Records from a data source:
· · · ·

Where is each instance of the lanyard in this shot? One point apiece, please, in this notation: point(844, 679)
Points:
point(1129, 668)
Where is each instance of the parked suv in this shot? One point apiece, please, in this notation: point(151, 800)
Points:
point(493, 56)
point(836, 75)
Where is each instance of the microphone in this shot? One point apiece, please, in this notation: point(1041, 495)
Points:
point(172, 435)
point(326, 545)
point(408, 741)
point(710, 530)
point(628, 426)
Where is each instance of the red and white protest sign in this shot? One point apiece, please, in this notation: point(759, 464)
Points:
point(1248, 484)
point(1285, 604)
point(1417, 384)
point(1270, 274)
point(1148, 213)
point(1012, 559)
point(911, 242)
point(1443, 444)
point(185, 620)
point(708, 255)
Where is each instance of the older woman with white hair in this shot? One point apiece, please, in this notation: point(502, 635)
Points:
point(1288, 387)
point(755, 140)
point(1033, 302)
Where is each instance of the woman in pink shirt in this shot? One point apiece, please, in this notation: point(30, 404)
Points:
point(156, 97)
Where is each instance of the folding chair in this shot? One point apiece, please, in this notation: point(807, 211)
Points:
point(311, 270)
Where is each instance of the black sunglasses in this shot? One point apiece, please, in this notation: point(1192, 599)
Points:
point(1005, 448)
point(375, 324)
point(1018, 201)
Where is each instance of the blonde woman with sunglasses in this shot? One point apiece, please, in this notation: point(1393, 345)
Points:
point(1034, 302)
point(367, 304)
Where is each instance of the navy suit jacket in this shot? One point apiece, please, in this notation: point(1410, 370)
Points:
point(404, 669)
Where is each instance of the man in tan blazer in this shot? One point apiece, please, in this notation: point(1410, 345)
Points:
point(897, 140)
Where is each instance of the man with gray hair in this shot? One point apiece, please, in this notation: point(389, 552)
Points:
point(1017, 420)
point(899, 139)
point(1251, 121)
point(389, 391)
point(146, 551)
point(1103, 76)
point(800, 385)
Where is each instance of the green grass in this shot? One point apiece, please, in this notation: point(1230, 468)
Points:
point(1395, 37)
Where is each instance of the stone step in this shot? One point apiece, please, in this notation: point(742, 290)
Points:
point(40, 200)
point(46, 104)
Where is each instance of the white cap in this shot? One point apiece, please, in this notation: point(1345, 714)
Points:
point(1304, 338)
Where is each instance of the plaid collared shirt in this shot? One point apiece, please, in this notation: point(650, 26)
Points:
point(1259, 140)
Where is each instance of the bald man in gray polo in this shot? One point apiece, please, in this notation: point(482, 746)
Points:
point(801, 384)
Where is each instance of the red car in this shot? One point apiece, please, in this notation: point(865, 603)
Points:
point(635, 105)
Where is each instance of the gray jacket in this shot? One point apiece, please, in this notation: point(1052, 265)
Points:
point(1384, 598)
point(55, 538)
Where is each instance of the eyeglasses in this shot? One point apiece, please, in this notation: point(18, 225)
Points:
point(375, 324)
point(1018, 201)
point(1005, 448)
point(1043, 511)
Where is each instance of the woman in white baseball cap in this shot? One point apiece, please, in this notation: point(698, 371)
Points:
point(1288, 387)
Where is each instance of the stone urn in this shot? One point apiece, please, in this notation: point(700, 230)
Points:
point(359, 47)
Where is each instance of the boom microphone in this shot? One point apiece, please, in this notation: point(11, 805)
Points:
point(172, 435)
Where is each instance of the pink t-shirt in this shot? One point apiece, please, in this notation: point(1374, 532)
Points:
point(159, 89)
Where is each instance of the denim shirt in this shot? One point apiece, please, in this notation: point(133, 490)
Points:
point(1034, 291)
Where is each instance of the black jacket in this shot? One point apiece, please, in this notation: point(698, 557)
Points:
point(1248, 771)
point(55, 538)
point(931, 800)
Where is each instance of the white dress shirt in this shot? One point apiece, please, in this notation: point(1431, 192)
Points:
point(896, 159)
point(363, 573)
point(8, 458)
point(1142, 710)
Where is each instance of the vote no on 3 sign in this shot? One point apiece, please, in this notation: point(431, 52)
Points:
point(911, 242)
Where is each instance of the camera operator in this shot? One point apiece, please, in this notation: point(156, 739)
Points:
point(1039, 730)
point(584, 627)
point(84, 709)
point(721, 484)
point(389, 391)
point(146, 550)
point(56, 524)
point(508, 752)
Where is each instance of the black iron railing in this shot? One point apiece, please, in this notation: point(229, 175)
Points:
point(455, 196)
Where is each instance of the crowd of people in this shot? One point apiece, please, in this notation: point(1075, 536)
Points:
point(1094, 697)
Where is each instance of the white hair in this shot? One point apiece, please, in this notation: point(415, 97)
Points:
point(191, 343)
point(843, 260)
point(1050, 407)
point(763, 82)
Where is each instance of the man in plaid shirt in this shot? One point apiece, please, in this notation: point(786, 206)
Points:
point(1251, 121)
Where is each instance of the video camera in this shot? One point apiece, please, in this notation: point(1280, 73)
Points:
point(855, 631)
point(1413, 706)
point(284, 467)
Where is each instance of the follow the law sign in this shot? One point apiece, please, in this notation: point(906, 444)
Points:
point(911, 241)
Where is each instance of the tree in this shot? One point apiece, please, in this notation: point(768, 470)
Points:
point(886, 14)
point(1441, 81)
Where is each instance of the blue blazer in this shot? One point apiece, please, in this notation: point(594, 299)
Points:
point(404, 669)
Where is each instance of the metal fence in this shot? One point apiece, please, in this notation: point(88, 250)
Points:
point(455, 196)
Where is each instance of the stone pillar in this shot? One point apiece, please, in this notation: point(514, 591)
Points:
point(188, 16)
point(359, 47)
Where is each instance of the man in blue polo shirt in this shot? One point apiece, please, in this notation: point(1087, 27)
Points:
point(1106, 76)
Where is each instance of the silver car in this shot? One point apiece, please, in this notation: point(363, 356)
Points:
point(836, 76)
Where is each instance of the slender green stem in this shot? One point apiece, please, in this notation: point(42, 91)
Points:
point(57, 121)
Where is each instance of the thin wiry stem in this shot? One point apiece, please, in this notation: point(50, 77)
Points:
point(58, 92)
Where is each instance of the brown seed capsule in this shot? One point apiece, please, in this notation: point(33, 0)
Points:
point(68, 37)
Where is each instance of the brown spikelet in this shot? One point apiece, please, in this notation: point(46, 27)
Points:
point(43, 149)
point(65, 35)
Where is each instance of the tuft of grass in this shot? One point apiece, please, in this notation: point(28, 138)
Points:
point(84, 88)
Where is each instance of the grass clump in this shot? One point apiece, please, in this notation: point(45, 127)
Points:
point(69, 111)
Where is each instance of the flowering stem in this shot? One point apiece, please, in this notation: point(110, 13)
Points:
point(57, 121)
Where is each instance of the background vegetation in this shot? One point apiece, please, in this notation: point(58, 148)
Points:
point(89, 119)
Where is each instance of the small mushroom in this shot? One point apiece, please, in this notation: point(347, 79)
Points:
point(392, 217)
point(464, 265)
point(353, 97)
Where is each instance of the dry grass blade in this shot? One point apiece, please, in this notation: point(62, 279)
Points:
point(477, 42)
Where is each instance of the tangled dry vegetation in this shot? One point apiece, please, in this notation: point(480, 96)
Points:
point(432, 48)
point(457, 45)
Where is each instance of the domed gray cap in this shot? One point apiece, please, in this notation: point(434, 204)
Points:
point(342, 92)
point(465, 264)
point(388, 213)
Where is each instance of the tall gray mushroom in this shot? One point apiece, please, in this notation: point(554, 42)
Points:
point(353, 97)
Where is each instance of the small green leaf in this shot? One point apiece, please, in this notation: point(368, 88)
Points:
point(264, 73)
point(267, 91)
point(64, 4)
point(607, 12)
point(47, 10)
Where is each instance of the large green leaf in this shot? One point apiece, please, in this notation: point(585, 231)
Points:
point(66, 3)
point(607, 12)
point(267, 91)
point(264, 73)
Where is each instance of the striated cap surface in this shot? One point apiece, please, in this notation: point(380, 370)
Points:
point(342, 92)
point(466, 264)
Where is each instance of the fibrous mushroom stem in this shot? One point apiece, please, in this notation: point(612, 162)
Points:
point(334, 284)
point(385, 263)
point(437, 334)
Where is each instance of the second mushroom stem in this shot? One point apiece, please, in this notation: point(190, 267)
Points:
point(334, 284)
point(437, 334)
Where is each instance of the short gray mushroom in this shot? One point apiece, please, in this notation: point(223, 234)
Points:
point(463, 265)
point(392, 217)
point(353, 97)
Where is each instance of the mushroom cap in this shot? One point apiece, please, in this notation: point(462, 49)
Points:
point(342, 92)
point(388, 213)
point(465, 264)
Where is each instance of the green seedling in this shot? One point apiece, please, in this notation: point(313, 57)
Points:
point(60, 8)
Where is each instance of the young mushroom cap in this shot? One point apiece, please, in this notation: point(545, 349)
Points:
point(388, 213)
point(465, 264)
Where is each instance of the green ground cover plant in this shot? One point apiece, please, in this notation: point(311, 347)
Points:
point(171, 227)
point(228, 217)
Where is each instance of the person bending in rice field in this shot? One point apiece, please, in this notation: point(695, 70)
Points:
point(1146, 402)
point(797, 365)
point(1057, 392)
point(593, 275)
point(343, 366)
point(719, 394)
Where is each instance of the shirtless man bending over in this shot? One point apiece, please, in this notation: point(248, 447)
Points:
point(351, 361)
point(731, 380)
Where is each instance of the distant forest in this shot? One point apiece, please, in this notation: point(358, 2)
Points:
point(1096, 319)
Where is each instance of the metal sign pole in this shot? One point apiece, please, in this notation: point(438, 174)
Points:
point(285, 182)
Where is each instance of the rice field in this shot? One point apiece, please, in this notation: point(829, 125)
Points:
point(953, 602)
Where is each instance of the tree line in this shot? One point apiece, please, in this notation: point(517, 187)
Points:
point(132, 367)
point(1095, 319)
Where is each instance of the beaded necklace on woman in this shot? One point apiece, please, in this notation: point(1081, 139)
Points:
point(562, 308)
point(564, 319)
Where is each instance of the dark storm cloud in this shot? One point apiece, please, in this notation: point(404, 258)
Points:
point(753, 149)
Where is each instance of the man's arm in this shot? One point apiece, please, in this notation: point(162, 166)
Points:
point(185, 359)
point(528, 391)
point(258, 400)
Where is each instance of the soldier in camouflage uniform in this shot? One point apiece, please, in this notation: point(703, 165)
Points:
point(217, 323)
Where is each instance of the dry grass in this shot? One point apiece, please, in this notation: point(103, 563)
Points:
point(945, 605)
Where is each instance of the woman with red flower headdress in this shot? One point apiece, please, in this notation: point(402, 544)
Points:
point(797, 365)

· · · ·

#### Work instructions
Reproduce the stretch of the records from the start through the line that contains "point(628, 426)", substituting "Locations:" for "Points:" and keeping everything else the same.

#### Reply to the exercise
Where is each instance of the lanyard in this shot? One point apiece, please, in this notation: point(844, 679)
Locations:
point(1129, 668)
Where is each instance of the parked suv in this shot? One point apiece, please, in this notation: point(151, 800)
Locations:
point(493, 56)
point(836, 75)
Where is each instance of the microphone in this shot? One point apiece, please, in this notation: point(1041, 495)
Locations:
point(172, 435)
point(326, 545)
point(408, 741)
point(710, 530)
point(628, 426)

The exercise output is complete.